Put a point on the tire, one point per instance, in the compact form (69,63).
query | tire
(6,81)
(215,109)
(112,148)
# # # # # # #
## TASK REQUIREMENTS
Exactly as they are written, print the entries again.

## TASK RESULT
Put a point on the tire, one point per instance, in the compact form (69,63).
query | tire
(6,81)
(215,109)
(112,148)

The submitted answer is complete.